**WHAT TO WORK ON:** Each line of the material that mentions the word "shirt" is to be copied.

**DATA:**
◆ ◆ ◆ ◆ ◆ ◆ ◆

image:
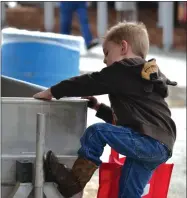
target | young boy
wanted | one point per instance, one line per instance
(144, 131)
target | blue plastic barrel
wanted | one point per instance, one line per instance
(38, 57)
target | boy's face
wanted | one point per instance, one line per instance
(113, 52)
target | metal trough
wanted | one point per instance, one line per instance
(65, 124)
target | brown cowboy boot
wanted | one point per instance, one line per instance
(70, 182)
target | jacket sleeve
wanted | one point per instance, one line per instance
(96, 83)
(105, 113)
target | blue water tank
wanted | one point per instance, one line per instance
(39, 57)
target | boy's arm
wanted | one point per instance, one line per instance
(97, 83)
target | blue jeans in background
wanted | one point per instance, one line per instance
(143, 154)
(67, 8)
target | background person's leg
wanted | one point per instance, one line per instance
(66, 15)
(84, 22)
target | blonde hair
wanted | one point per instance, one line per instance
(134, 33)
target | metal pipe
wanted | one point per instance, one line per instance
(160, 14)
(49, 16)
(40, 146)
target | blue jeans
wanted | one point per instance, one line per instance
(67, 8)
(143, 154)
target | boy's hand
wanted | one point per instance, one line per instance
(93, 103)
(44, 95)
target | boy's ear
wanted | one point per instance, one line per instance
(124, 47)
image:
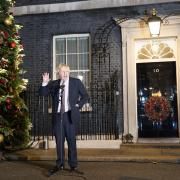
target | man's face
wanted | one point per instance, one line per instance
(64, 73)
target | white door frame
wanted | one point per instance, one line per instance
(136, 29)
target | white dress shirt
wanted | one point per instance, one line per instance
(66, 91)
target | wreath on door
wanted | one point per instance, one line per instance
(157, 108)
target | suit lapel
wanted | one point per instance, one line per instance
(70, 88)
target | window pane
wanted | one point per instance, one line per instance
(60, 59)
(83, 61)
(83, 44)
(84, 77)
(60, 46)
(72, 61)
(71, 45)
(74, 74)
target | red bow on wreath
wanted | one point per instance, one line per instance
(157, 108)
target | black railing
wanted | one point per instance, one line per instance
(98, 117)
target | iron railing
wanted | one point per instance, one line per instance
(98, 117)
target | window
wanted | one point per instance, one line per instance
(73, 50)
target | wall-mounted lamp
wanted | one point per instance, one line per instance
(154, 23)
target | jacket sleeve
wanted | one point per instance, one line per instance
(45, 90)
(84, 97)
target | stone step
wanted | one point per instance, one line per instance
(151, 149)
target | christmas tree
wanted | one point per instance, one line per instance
(14, 118)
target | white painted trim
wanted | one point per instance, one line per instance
(132, 30)
(82, 5)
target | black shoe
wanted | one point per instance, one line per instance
(55, 169)
(75, 170)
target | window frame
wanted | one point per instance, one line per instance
(54, 73)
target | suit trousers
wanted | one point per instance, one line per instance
(65, 129)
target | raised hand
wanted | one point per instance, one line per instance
(46, 78)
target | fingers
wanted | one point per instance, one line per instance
(46, 78)
(45, 74)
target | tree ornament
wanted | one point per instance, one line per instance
(13, 44)
(1, 138)
(8, 20)
(1, 40)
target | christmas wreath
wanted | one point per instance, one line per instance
(157, 108)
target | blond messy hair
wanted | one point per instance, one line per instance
(63, 65)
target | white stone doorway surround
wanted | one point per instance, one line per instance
(133, 30)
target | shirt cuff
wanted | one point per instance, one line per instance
(44, 84)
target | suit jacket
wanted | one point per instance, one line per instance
(77, 95)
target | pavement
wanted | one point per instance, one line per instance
(129, 162)
(162, 153)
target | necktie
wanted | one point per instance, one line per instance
(63, 99)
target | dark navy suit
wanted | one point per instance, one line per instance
(77, 95)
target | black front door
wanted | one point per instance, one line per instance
(157, 100)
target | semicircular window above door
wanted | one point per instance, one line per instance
(156, 88)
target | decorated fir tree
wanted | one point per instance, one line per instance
(14, 119)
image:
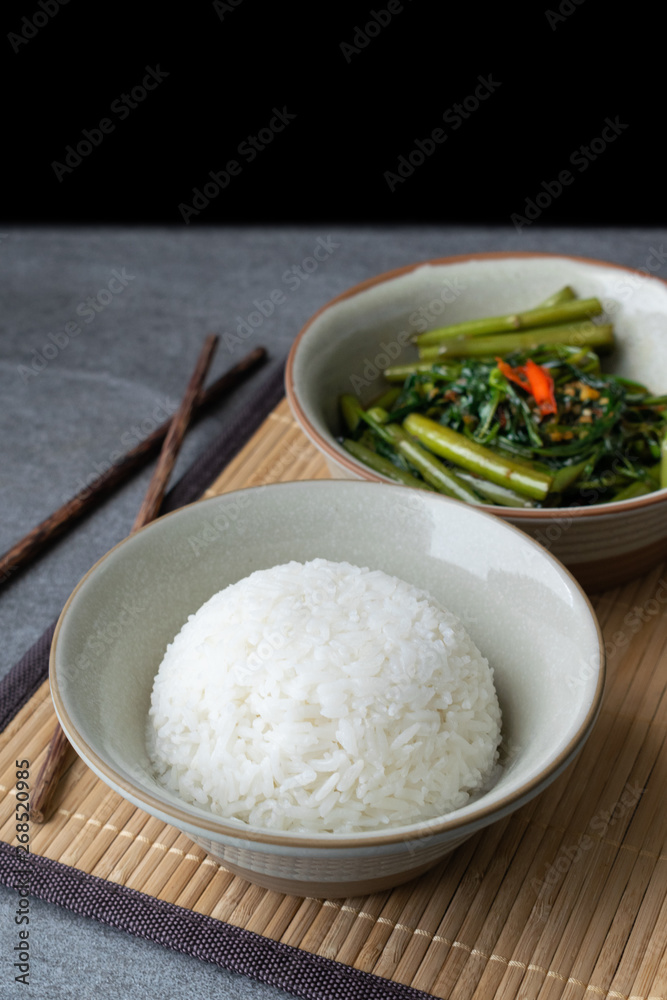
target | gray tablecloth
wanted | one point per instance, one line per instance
(100, 329)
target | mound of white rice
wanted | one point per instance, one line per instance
(324, 697)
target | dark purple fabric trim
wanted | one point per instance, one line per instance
(310, 977)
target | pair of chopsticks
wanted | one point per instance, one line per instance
(171, 434)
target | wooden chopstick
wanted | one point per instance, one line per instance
(56, 756)
(39, 537)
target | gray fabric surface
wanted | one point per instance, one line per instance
(102, 387)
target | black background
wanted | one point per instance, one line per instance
(559, 71)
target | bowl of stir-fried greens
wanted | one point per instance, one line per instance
(531, 385)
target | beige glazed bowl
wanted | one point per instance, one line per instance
(523, 609)
(344, 347)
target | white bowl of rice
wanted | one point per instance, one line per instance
(328, 685)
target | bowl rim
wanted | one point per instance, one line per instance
(181, 818)
(357, 468)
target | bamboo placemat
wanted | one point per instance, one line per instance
(565, 898)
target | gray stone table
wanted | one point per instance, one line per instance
(100, 329)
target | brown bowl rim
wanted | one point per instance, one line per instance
(180, 817)
(357, 469)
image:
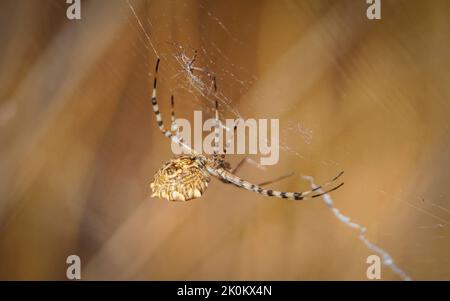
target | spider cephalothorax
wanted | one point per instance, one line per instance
(181, 179)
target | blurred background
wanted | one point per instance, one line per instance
(79, 144)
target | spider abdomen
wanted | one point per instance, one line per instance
(180, 179)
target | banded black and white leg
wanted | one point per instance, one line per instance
(159, 120)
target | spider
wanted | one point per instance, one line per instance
(186, 177)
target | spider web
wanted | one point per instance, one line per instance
(235, 80)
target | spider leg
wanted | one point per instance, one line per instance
(228, 142)
(235, 180)
(277, 179)
(216, 130)
(159, 120)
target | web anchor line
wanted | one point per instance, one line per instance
(387, 258)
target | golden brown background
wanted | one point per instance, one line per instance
(79, 144)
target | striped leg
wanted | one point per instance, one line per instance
(175, 138)
(225, 175)
(216, 129)
(155, 106)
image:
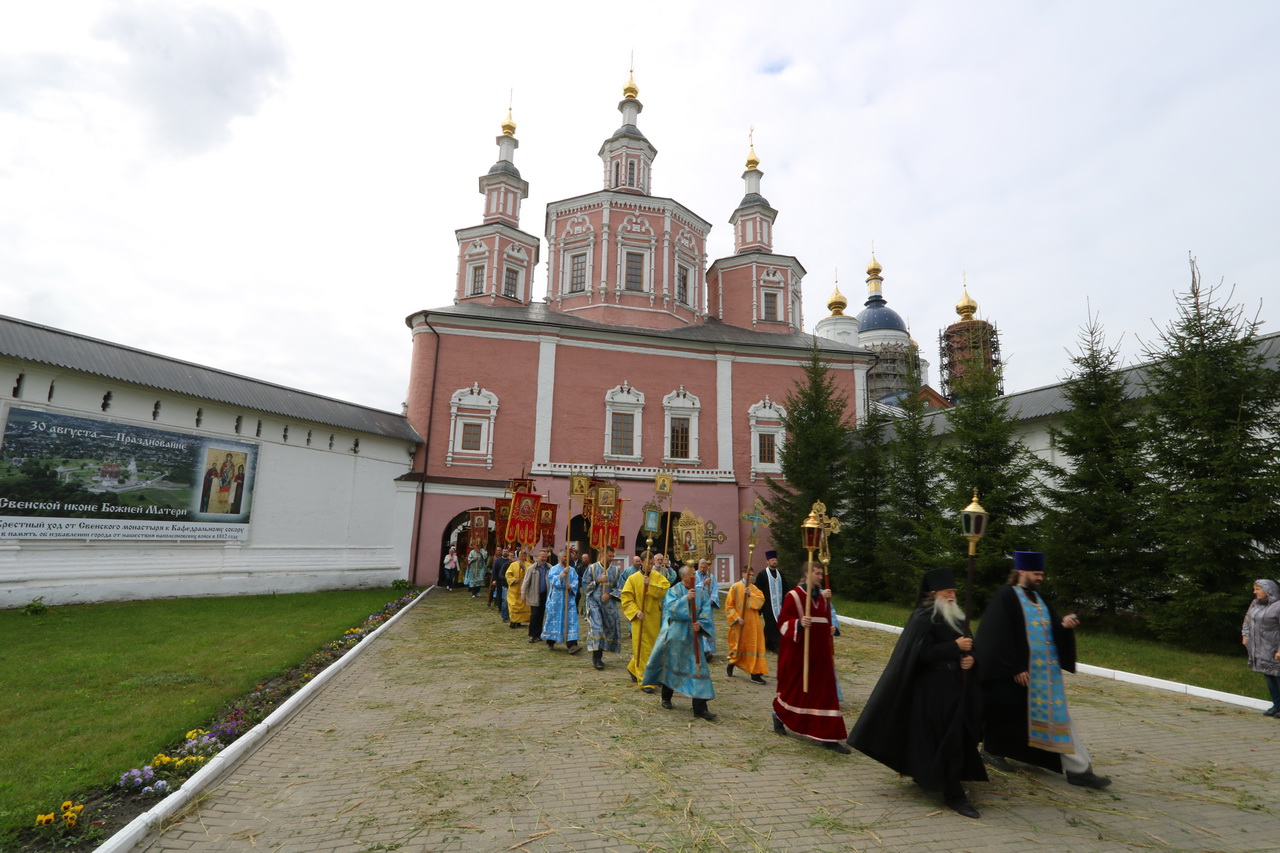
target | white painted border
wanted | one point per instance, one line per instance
(1115, 675)
(219, 766)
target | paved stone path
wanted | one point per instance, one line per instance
(453, 733)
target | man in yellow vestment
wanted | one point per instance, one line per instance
(641, 603)
(516, 606)
(745, 629)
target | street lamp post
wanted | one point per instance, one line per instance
(973, 524)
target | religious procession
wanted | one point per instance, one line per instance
(947, 705)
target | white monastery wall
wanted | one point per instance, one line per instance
(320, 519)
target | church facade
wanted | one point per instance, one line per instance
(644, 355)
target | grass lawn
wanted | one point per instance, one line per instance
(1115, 652)
(94, 690)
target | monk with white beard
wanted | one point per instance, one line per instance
(924, 715)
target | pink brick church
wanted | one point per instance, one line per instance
(641, 357)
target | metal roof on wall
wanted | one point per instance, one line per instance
(59, 349)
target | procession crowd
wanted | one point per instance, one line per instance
(942, 693)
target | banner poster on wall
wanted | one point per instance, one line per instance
(64, 477)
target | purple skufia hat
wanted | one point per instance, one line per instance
(1028, 561)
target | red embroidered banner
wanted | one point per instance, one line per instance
(522, 524)
(501, 512)
(547, 524)
(479, 537)
(606, 527)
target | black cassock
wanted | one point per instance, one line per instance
(1002, 652)
(771, 623)
(924, 715)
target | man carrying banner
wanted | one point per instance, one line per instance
(641, 600)
(805, 623)
(560, 623)
(602, 583)
(517, 609)
(745, 629)
(775, 587)
(677, 662)
(1022, 649)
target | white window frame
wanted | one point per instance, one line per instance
(475, 406)
(681, 404)
(624, 400)
(766, 418)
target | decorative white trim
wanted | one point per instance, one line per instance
(624, 400)
(545, 396)
(681, 404)
(471, 405)
(766, 418)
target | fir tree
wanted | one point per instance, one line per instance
(1212, 445)
(1097, 532)
(863, 524)
(814, 464)
(984, 454)
(913, 541)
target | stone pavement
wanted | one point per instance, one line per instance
(453, 733)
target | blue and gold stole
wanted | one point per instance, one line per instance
(1048, 724)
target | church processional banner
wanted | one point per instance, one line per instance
(502, 514)
(81, 478)
(522, 524)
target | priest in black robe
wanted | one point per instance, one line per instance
(773, 584)
(924, 715)
(1020, 660)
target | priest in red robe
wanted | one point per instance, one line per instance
(813, 714)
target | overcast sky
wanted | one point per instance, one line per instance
(270, 188)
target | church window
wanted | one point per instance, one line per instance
(768, 448)
(679, 438)
(472, 413)
(624, 407)
(471, 432)
(624, 429)
(635, 272)
(767, 437)
(769, 306)
(680, 411)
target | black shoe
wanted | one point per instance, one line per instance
(996, 761)
(1088, 779)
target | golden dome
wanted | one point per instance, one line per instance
(837, 302)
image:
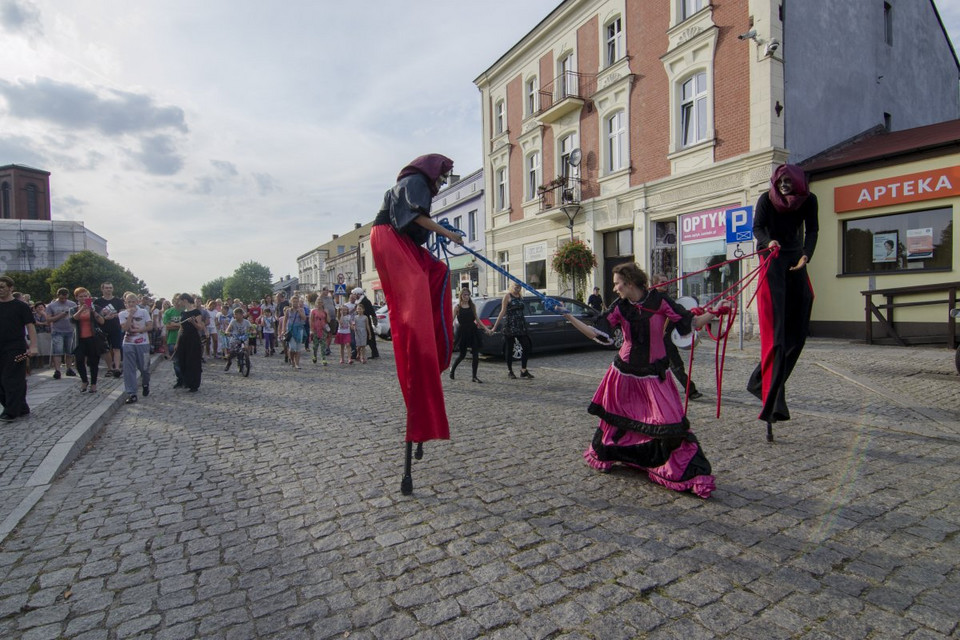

◆ ◆ ◆ ◆ ◆ ◆ ◆

**RESULT:**
target | white dress shirt
target | shirt cuff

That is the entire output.